Provided data:
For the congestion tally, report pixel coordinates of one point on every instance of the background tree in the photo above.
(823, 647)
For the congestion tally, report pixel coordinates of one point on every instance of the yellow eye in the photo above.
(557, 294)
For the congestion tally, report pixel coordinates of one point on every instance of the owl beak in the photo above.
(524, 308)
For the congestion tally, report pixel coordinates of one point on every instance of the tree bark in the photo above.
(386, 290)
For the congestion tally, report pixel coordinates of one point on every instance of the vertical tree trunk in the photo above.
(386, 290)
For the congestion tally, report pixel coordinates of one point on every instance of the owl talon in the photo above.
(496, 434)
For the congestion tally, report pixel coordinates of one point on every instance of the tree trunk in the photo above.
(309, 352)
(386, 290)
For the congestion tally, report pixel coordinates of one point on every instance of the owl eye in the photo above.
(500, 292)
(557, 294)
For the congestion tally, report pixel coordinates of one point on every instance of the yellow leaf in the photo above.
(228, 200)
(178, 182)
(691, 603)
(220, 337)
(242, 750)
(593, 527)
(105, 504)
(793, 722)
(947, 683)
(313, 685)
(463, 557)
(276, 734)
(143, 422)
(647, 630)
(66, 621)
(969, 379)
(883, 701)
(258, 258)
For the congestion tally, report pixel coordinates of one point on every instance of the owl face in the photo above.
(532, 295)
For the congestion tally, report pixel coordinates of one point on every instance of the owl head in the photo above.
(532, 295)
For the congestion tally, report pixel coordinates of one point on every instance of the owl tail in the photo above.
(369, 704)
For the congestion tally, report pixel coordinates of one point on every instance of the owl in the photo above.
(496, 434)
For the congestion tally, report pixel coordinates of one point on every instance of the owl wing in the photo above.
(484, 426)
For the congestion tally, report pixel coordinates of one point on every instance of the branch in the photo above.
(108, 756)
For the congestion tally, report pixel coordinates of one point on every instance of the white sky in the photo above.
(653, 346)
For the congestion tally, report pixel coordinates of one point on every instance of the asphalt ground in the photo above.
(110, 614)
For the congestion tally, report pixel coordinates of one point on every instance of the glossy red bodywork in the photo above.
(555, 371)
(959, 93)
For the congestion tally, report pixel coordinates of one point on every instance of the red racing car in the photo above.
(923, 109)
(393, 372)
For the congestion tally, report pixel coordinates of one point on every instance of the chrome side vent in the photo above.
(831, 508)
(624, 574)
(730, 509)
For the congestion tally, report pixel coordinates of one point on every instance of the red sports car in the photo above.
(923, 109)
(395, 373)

Exercise details: Render all of the items above as a two-column CSV with the header item_text,answer, one row per item. Put each item's text and its answer in a single double-quoted field, replacing any line breaks with spaces.

Answer to the problem:
item_text,answer
"For the congestion tally, report pixel coordinates of one point on every instance of the background tree in the photo above.","(823, 647)"
"For the congestion tally, report pixel coordinates of one point on every instance of the yellow eye in the photo above.","(557, 294)"
"For the congestion tally, report pixel coordinates of one point on every instance of the owl beak in the photo above.","(524, 308)"
"For the congestion tally, report pixel coordinates of one point on every instance of the tree bark in the photo above.","(386, 290)"
"For the congestion tally, report pixel coordinates of one point on every instance of the vertical tree trunk in the photo above.","(386, 290)"
"For the congestion tally, report pixel coordinates of one point on every instance of the owl talon in the photo above.","(496, 434)"
"For the congestion tally, report pixel coordinates of one point on every instance of the tree trunk in the photo above.","(309, 352) (386, 290)"
"For the congestion tally, report pixel coordinates of one point on every instance of the owl eye in the photo above.","(500, 292) (557, 294)"
"For the congestion tally, report pixel coordinates of one point on every instance of the yellow leaf in the photo above.","(228, 200) (178, 182) (691, 603) (220, 337) (242, 750) (593, 527) (105, 504) (793, 722) (947, 683) (313, 685) (463, 557) (276, 734) (143, 422) (647, 630) (66, 621) (969, 379) (883, 701) (258, 258)"
"For the congestion tally, report pixel coordinates of one point on every instance of the owl face in the photo above.","(532, 295)"
"For the congestion tally, report pixel coordinates of one point on every instance of the owl head in the photo above.","(532, 295)"
"For the congestion tally, report pixel coordinates of one point on every instance of the owl tail in the photo above.","(369, 704)"
"For the congestion tally, report pixel coordinates of one point on every instance of the owl in the photo above.","(496, 434)"
"For the congestion tally, report pixel coordinates of one point on every instance of the owl wing in the photo above.","(484, 426)"
"For the congestion tally, report pixel coordinates of one point on every instance of the branch in the photo above.","(108, 756)"
"For the congestion tally, report pixel coordinates of one point on every instance of the white sky in the photo above.","(653, 346)"
"For the congestion tally, report pixel coordinates of one point on every instance of the asphalt ground in the photo above.","(110, 614)"
"For the congestion tally, report pixel coordinates of one point on every instance of the glossy red bodywork in the photo above.","(555, 371) (959, 93)"
"For the congestion tally, report pixel coordinates of one point on every instance of the red racing car in the photo above.","(923, 109) (393, 372)"
"For the congestion tally, report pixel coordinates of one point on every instance of the chrome side vent in the photo above.","(831, 508) (624, 574) (730, 509)"
"For the congestion tally, report pixel coordinates of one point on every instance of the red sports car in the photo above.","(923, 109) (395, 373)"